_Excerpted passage_:
= Beginning of Section =

01 October 2013

the complexities of milk

This breast-feeding thing has gotten more complicated in the last few weeks. I have to admit that I'm getting tired of my relationship with my daughter centering around food. Admittedly, her needs right now involve being fed, changed, and kept warm, so that's inescapable to a certain extent, but this is getting frustrating.

It started with my milk taking a little longer to come in than normal, or at least, coming in but there not being that much of it at first. Then my supply went up a bit, then went down, and we got to experience a screaming child who was being fed every two hours at a minimum but was still hungry and was gaining weight at a rate of at least 2 ounces less per week than the low range of normal. Then I got thrush, which is now improving, but the visit to the doctor to find out what I needed to do for the thrush resulted in him saying that I might have a low milk supply.

Off we went to the public health unit to weigh her before and after a feed and to talk with one of the nurses. Naturally, we hit the fussy point of the afternoon, so the visit consisted of the nurse and me trying to calm E. down enough to eat so we could see how much she got in. After she ingested a staggering 5 grams of milk, she calmed down and fell asleep. The nurse and I talked through what we could do to up my milk supply. I'd already started downing more water, and now I'm doing breast compressions while feeding and trying to make the time to do some hand-expressing in-between feedings. The look on her face when we started syringe-feeding her some expressed milk was priceless. Milk had never come out of a finger before and we definitely messed with her paradigm for how the world works. Cup feeding elicited similar expressions.

This got us to the point where E. is sleeping better, screaming less, and seems much happier when she's awake, but not to the point where she's gaining weight faster. My tiny child and I went back to the doctor yesterday and I'm now on medication to help boost my milk supply, and we've got a couple tins of formula in reserve in case that isn't enough.

Every medical professional I've talked with so far has been very encouraging and fairly helpful (the doctor from our practice that I spoke to yesterday was more in favour of supplementing than the one I spoke with last week, but they all still want me to keep breastfeeding as much as possible and want to make that happen). It's frustrating that everything else is fine with her except for her weight gain. She's growing bigger, she's alert, she's wetting the requisite number of diapers, she's getting better at holding her head up, and she can even roll over sometimes and she's not quite six weeks old. If the medication and possible supplementing don't do the trick within the next month, we get to visit a paediatrician to see if there's something else going on that's affecting her weight gain.

I'm not as stressed about all of this as I would expect to be, but I think I'm too tired to worry much. Whatever happens, we'll do what we need to in order to get her fed. I'm giving the medication a week or so after it kicks in to see if it's making a difference with her weight gain, and if not, then we'll add in a bottle or two of formula per day to round things out. I really wanted to get to the six months of exclusive breast-feeding, but making sure my child is getting enough food is more important. Now if you'll excuse me, she's dozed off so it's time to try expressing some extra milk. Sigh.

= End of Section =

_Data shown_:
= Beginning of Section =

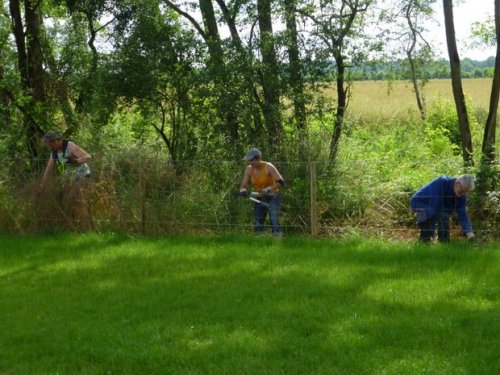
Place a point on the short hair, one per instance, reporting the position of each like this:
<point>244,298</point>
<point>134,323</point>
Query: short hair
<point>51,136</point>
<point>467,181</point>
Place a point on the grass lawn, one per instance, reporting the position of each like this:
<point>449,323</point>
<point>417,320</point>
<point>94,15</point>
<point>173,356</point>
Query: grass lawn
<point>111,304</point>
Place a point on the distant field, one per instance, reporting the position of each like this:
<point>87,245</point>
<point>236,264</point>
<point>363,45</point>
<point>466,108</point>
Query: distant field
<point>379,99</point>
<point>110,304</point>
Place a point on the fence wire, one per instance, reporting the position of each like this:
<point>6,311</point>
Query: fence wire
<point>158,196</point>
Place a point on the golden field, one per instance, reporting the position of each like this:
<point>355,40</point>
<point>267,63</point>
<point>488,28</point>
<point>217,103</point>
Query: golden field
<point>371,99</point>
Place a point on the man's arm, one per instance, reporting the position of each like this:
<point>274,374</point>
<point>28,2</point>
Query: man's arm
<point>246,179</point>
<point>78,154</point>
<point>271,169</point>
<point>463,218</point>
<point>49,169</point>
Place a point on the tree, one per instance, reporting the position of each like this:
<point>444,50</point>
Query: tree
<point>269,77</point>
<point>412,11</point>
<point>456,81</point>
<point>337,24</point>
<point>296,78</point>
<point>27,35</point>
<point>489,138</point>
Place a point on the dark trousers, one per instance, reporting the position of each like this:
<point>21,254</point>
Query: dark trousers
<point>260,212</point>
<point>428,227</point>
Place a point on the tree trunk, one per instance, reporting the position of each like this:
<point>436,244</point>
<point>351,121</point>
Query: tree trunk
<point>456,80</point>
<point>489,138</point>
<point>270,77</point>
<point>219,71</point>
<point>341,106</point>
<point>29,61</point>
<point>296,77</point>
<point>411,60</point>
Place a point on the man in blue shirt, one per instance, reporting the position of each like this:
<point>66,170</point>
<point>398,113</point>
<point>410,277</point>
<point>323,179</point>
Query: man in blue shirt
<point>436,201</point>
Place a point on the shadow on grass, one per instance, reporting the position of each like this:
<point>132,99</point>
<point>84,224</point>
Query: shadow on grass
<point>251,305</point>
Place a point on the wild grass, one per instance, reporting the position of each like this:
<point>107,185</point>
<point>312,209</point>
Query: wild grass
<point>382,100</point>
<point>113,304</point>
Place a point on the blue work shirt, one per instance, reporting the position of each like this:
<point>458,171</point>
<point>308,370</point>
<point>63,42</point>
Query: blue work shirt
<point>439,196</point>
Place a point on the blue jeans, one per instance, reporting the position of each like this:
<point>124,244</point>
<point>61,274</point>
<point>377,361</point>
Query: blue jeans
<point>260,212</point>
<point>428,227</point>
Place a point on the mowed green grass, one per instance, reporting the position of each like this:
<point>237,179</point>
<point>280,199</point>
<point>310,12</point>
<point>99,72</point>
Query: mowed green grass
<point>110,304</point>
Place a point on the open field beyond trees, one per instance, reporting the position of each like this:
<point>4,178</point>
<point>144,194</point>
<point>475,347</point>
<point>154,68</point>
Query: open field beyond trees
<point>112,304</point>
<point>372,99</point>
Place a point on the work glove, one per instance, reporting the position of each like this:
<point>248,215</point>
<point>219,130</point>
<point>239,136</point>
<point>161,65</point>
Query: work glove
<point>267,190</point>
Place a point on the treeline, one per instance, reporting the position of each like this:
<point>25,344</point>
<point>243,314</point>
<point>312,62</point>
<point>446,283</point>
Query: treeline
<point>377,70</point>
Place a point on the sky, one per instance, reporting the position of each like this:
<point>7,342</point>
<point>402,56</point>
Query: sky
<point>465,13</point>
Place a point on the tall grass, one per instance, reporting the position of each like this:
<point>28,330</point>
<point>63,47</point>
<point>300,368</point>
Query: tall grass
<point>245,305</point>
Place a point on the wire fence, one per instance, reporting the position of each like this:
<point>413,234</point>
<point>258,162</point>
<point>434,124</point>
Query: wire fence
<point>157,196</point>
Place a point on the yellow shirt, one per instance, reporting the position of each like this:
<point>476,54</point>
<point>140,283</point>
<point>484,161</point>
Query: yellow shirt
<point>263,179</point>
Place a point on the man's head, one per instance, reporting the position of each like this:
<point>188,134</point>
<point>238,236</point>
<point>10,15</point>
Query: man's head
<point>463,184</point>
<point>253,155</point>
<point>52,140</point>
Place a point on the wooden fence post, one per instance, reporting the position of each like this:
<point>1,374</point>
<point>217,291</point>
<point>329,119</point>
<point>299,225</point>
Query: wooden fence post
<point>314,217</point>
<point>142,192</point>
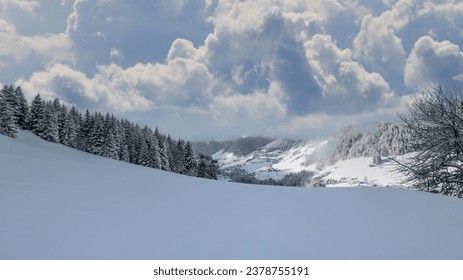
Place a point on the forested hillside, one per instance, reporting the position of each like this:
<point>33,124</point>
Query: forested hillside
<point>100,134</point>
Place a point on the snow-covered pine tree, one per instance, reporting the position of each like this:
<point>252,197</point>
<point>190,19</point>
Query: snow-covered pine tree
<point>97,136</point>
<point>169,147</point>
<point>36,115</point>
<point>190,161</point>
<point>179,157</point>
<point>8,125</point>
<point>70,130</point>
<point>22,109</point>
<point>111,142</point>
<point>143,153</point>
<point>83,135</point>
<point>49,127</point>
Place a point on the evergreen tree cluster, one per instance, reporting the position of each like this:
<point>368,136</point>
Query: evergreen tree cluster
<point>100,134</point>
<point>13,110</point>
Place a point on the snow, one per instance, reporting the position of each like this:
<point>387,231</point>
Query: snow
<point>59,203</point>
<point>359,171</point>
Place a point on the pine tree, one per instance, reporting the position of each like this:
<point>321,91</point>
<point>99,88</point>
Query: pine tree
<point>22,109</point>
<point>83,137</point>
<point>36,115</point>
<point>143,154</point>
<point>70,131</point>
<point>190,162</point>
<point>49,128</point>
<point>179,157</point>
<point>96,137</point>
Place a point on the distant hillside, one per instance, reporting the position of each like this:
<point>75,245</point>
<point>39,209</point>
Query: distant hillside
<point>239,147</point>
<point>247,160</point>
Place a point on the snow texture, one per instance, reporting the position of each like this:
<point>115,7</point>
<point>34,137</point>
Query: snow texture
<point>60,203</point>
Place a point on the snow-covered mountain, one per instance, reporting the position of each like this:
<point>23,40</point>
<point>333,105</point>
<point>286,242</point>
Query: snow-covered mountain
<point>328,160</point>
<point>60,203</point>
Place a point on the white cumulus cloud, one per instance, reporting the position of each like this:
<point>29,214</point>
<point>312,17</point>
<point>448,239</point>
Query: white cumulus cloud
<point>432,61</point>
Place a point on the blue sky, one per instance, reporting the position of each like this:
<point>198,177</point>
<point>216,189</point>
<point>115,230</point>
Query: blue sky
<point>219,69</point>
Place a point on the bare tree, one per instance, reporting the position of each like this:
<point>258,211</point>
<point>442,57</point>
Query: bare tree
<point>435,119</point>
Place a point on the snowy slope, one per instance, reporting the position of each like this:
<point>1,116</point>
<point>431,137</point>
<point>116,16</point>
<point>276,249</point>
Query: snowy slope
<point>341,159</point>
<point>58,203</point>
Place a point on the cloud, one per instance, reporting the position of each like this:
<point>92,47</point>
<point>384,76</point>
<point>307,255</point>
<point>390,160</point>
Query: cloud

= End of Section =

_Things to do_:
• 1. Answer these questions from the breastfeeding post:
(a) How many grams of milk did E. take in during the visit to the public health unit?
(b) What did the doctor say after the visit about the thrush?
(c) Whom will they visit if the medication and possible supplementing don't work within the next month?
• 2. Please pull out the part of the breastfeeding post that opens with the words "It started with" and closes with "low milk supply.", copied word for word.
The entries have no connection to the post about breastfeeding.

_Per-task answers_:
• 1.
(a) 5 grams
(b) That she might have a low milk supply
(c) A paediatrician

• 2.
It started with my milk taking a little longer to come in than normal, or at least, coming in but there not being that much of it at first. Then my supply went up a bit, then went down, and we got to experience a screaming child who was being fed every two hours at a minimum but was still hungry and was gaining weight at a rate of at least 2 ounces less per week than the low range of normal. Then I got thrush, which is now improving, but the visit to the doctor to find out what I needed to do for the thrush resulted in him saying that I might have a low milk supply.